====== Extract provided

Machine Learning Assisted Prediction of Prognostic Biomarkers Associated With COVID-19, Using Clinical and Proteomics Data

Front Genet. 2021 May 20:12:636441. doi: 10.3389/fgene.2021.636441. eCollection 2021.

Abstract

With the availability of COVID-19-related clinical data, healthcare researchers can now explore the potential of computational technologies such as artificial intelligence (AI) and machine learning (ML) to discover biomarkers for accurate detection, early diagnosis, and prognosis for the management of COVID-19. However, the identification of biomarkers associated with survival and deaths remains a major challenge for early prognosis. In the present study, we have evaluated and developed AI-based prediction algorithms for predicting a COVID-19 patient's survival or death based on a publicly available dataset consisting of clinical parameters and protein profile data of hospital-admitted COVID-19 patients. The best classification model based on clinical parameters achieved a maximum accuracy of 89.47% for predicting survival or death of COVID-19 patients, with a sensitivity and specificity of 85.71 and 92.45%, respectively. The classification model based on normalized protein expression values of 45 proteins achieved a maximum accuracy of 89.01% for predicting the survival or death, with a sensitivity and specificity of 92.68 and 86%, respectively. Interestingly, we identified 9 clinical and 45 protein-based putative biomarkers associated with the survival/death of COVID-19 patients. Based on our findings, few clinical features and proteins correlate significantly with the literature and reaffirm their role in the COVID-19 disease progression at the molecular level. The machine learning-based models developed in the present study have the potential to predict the survival chances of COVID-19 positive patients in the early stages of the disease or at the time of hospitalization. However, this has to be verified on a larger cohort of patients before it can be put to actual clinical practice. We have also developed a webserver CovidPrognosis, where clinical information can be uploaded to predict the survival chances of a COVID-19 patient. The webserver is available at http://14.139.62.220/covidprognosis/.

Keywords: COVID-19; biomarkers discovery; feature selection; machine learning; proteomics and bioinformatics.

============
====== Source data

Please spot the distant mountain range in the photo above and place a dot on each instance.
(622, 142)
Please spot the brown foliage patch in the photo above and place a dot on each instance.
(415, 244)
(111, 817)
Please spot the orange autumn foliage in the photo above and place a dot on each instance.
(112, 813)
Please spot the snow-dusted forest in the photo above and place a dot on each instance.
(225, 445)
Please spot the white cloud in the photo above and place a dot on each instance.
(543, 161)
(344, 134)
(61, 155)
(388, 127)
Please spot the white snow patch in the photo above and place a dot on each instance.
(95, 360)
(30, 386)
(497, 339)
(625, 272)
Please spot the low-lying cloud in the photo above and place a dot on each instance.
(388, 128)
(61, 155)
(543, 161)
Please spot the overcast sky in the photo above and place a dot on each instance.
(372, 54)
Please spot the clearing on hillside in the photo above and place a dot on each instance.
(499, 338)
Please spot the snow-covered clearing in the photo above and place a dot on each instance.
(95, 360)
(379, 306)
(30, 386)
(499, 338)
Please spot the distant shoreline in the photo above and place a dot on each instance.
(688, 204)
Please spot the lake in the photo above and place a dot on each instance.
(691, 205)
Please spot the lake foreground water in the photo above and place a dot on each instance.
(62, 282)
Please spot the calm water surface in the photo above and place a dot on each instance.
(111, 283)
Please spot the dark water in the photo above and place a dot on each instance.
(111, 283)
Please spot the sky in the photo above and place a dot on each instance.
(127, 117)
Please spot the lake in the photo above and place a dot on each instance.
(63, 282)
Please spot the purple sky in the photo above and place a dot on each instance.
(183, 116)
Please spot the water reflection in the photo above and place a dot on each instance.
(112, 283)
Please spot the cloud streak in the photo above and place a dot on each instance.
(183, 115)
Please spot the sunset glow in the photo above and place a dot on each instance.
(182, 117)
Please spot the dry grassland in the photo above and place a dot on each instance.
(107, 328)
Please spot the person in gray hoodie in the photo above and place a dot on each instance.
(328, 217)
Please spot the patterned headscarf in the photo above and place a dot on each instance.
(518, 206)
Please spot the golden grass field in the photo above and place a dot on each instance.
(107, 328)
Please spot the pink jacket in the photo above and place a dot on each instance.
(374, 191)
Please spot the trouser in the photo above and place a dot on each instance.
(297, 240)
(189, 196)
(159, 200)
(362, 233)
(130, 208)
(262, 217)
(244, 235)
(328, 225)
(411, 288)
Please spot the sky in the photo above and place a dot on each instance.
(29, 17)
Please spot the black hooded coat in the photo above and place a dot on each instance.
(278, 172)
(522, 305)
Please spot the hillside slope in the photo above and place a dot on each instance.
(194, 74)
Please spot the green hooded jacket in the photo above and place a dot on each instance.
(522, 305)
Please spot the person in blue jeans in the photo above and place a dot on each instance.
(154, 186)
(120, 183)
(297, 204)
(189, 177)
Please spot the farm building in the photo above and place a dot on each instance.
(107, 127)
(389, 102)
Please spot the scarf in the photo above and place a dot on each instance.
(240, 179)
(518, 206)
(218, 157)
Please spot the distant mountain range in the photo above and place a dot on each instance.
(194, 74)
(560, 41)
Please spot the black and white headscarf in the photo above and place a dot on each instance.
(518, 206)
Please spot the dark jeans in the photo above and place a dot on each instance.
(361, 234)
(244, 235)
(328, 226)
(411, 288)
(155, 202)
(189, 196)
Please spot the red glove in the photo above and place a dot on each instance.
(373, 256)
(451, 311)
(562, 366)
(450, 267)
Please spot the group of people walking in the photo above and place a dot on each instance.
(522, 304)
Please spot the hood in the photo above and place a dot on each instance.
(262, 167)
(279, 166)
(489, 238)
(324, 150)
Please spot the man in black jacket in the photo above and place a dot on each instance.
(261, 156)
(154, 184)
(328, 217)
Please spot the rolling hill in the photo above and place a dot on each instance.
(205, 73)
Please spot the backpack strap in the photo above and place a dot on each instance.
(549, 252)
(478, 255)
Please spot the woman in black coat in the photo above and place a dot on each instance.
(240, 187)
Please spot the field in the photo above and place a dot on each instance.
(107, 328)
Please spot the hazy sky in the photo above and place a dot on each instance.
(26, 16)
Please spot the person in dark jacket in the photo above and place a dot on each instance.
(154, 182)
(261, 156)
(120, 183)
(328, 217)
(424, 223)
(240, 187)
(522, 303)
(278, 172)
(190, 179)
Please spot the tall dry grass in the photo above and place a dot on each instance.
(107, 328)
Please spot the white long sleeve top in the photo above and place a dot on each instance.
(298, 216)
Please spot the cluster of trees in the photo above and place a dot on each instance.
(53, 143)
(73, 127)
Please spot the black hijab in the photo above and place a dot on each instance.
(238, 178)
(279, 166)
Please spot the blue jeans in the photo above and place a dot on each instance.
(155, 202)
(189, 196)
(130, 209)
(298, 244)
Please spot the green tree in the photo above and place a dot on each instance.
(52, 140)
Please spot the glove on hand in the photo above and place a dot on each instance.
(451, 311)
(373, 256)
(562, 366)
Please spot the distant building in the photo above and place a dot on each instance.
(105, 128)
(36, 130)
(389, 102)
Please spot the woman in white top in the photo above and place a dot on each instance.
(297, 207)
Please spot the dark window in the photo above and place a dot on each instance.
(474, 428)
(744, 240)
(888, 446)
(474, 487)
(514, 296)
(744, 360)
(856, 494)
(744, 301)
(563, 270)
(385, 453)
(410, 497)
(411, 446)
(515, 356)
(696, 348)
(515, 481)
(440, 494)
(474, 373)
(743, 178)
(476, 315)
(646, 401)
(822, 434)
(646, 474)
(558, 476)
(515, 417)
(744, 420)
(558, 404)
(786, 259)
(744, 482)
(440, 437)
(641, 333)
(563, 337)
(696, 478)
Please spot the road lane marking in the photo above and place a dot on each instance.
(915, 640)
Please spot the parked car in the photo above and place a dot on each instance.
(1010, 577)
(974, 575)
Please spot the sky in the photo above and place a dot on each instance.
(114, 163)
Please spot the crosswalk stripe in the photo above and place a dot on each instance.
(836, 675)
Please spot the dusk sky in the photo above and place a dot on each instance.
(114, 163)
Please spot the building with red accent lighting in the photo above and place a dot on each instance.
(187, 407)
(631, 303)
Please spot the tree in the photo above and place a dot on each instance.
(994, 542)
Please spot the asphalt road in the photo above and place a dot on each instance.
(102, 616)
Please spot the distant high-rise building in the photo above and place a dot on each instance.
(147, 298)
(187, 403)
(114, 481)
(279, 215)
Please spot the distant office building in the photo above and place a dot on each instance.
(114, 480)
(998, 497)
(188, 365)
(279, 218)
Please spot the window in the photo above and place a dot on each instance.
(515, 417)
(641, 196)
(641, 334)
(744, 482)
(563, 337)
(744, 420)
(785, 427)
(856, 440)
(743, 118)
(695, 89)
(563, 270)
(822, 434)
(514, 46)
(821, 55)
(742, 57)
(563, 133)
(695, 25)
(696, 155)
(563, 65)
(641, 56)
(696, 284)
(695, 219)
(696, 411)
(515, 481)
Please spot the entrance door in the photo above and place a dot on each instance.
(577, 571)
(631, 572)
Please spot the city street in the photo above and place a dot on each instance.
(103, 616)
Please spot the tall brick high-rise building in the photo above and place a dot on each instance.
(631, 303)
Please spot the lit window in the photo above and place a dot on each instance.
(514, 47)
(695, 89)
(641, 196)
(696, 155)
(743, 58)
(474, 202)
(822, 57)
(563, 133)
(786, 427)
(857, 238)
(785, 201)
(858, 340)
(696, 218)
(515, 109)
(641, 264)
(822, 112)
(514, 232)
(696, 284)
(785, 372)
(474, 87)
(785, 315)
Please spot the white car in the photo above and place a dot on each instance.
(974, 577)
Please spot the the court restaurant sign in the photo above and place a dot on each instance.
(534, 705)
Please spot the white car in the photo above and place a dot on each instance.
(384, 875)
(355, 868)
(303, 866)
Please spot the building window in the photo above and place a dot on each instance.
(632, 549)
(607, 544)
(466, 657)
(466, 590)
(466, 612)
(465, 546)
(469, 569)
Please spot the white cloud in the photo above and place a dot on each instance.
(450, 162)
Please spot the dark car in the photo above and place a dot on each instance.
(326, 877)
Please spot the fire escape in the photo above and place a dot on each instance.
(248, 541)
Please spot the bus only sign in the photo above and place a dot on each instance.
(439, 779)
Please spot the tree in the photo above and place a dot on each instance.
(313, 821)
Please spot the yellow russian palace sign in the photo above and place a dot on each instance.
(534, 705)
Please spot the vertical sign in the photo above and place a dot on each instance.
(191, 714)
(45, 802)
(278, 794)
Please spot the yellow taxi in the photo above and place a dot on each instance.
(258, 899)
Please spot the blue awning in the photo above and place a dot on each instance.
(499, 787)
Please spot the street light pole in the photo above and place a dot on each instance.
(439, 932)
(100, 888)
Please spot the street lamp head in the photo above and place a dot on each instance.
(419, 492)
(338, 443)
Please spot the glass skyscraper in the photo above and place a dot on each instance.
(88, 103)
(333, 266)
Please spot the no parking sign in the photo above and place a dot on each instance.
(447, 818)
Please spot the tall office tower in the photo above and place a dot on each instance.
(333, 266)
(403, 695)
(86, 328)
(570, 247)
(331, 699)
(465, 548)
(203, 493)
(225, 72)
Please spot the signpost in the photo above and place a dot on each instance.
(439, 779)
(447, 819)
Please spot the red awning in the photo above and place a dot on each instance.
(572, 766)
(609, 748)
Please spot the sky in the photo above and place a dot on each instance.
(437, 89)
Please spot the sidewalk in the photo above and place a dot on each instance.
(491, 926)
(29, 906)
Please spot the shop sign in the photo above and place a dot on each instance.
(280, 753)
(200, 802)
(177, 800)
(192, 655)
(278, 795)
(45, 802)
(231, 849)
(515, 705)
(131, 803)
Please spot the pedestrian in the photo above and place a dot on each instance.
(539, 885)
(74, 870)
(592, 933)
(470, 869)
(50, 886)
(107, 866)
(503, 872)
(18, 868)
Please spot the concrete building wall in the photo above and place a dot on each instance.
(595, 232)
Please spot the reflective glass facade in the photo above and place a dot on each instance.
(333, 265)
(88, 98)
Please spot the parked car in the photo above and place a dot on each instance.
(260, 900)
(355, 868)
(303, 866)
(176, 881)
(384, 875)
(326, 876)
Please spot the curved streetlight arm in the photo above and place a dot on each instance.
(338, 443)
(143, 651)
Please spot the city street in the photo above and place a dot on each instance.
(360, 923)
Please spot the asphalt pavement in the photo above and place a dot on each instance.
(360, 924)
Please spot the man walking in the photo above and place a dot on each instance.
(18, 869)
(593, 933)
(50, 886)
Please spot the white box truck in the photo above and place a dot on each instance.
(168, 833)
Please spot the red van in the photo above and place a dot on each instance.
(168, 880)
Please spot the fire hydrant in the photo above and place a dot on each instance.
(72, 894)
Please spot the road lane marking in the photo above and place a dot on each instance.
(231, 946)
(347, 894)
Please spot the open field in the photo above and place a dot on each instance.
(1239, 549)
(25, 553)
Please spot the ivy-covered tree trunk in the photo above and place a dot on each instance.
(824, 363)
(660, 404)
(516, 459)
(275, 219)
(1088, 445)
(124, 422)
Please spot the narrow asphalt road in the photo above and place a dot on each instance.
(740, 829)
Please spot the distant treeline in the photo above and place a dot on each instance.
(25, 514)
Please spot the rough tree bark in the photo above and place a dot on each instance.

============

**Exercise details**
Copy word for word the stretch of the COVID-19 prognosis abstract from "Machine Learning Assisted" through "10.3389/fgene.2021.636441. eCollection 2021.".

**Exercise answer**
Machine Learning Assisted Prediction of Prognostic Biomarkers Associated With COVID-19, Using Clinical and Proteomics Data

Front Genet. 2021 May 20:12:636441. doi: 10.3389/fgene.2021.636441. eCollection 2021.